Task item ::
Report back each line of the records that contains the string "yacht".

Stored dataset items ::
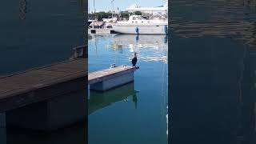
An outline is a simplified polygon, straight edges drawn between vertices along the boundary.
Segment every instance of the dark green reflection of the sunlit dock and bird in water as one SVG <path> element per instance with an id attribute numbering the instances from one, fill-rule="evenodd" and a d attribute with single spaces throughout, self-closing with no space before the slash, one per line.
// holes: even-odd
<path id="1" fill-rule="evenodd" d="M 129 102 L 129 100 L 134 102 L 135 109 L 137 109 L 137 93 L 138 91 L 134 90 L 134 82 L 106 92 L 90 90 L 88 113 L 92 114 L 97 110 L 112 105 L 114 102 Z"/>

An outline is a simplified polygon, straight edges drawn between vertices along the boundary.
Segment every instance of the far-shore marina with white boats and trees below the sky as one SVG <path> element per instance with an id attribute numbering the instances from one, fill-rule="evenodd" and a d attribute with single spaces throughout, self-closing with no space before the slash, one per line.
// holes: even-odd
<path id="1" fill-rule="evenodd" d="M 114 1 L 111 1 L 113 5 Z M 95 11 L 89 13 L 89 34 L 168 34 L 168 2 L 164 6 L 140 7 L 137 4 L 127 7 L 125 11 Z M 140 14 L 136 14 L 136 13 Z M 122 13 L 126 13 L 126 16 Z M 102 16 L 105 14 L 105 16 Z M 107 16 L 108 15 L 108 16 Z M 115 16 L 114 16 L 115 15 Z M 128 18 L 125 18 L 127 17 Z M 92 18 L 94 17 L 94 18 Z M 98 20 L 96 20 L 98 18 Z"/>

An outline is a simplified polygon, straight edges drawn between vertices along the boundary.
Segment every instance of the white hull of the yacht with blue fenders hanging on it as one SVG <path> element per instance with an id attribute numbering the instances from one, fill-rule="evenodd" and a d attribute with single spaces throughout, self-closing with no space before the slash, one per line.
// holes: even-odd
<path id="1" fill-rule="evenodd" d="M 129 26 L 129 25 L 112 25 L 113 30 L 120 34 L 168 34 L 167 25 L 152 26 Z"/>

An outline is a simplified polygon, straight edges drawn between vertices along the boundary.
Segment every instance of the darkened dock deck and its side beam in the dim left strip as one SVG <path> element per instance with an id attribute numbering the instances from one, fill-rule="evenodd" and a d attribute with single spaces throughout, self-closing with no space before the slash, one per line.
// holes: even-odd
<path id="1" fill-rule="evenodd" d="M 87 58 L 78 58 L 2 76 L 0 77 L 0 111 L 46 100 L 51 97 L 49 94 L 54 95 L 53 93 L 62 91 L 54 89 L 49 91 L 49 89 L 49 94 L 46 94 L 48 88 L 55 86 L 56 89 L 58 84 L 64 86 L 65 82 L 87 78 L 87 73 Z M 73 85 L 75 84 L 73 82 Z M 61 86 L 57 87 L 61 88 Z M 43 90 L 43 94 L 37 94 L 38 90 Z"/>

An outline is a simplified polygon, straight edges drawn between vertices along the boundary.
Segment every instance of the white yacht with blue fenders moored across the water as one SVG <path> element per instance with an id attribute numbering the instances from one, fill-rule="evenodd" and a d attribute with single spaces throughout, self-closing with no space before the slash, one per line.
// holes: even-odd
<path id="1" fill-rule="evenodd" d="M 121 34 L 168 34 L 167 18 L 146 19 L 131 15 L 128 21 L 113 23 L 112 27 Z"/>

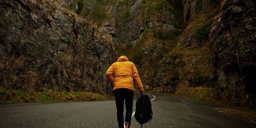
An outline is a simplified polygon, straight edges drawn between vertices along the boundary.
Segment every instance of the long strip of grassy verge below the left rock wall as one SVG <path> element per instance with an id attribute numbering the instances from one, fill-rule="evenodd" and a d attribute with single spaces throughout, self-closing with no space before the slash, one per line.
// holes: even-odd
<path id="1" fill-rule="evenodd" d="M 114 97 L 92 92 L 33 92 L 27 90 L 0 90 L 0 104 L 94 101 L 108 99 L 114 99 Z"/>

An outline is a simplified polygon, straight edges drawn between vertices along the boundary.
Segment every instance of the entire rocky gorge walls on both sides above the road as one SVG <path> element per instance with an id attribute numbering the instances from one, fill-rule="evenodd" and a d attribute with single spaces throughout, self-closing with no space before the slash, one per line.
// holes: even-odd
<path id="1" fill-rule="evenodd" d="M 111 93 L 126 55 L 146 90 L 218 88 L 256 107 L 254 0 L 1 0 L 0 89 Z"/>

Problem solution ::
Segment every instance of the white hull of the yacht with blue fenders hanging on it as one SVG <path> element per instance with an id attribute numbering the instances from one, fill-rule="evenodd" and a d attribute with single spaces throughout, self-closing with no space before the slash, one per line.
Segment every instance of the white yacht with blue fenders moored across the water as one SVG <path> element per instance with an id attribute numbering the instances from one, fill-rule="evenodd" and a d attribute with single spaces throughout, self-closing with no space before the slash, one per line.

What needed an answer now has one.